Sin embargo, el asalariado urbano no poseía la capacidad organizativa que adquiriría medio siglo después. En su gran mayoría, la población francesa estaba compuesta por hombres y mujeres ligados al mundo rural pero carentes de toda propiedad, un sector que, además de ver su existencia constantemente amenazada por las turbulencias económicas, se encontraba relegado de la esfera política. No resulta difícil comprender que, al detonar la Revolución de 1789, sus reivindicaciones libertarias se centraran en la regulación de las ingentes e ilegítimas diferencias de propiedad existentes en la época, pero también que vieran en la ampliación de derechos políticos la herramienta necesaria para llevar a cabo ese objetivo.

[LISTADO DE DATOS]
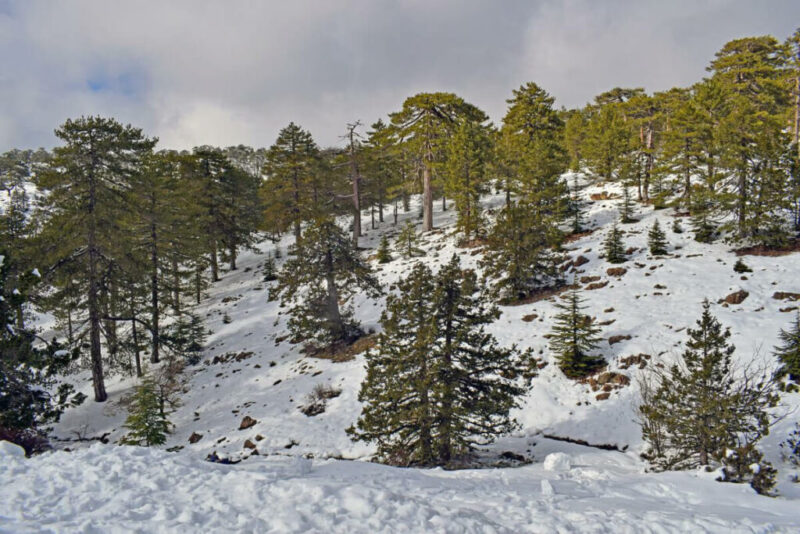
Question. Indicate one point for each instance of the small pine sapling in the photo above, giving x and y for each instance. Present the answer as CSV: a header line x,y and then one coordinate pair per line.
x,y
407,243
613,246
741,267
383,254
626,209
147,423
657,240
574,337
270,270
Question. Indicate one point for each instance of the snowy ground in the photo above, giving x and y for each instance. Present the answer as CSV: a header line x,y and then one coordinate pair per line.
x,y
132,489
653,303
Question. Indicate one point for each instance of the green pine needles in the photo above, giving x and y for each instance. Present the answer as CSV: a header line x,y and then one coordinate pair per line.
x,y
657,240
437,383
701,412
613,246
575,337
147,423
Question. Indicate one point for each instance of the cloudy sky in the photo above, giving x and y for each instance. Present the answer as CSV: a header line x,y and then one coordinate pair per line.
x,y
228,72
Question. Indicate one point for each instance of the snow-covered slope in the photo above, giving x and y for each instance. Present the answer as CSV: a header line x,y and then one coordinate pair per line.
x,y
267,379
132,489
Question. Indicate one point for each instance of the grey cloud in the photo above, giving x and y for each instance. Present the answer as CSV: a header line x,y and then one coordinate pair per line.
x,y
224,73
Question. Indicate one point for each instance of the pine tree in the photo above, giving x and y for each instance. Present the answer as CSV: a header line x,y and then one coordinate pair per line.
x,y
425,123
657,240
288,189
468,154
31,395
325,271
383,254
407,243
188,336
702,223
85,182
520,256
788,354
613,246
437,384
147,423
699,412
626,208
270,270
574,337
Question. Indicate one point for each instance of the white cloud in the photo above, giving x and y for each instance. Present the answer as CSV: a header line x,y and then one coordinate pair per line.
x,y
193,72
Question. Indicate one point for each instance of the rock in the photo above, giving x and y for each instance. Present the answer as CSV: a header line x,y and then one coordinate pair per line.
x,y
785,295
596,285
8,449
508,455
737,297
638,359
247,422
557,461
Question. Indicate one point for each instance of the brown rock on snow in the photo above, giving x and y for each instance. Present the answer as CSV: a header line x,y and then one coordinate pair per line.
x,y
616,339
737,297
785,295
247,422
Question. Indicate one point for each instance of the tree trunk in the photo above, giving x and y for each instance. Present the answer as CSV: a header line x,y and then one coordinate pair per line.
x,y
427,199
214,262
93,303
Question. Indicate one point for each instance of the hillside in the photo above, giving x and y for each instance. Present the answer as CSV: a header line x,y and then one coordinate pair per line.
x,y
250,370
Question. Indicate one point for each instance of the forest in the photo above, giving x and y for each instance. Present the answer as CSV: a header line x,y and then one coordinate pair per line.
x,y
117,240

[TAREA]
Reescribe el texto sobre la Revolución de 1789 desde "Sin embargo, el" hasta "cabo ese objetivo." y renombra "población francesa" como "sociedad francesa".

[SOLUCIÓN DEL EJERCICIO]
Sin embargo, el asalariado urbano no poseía la capacidad organizativa que adquiriría medio siglo después. En su gran mayoría, la sociedad francesa estaba compuesta por hombres y mujeres ligados al mundo rural pero carentes de toda propiedad, un sector que, además de ver su existencia constantemente amenazada por las turbulencias económicas, se encontraba relegado de la esfera política. No resulta difícil comprender que, al detonar la Revolución de 1789, sus reivindicaciones libertarias se centraran en la regulación de las ingentes e ilegítimas diferencias de propiedad existentes en la época, pero también que vieran en la ampliación de derechos políticos la herramienta necesaria para llevar a cabo ese objetivo.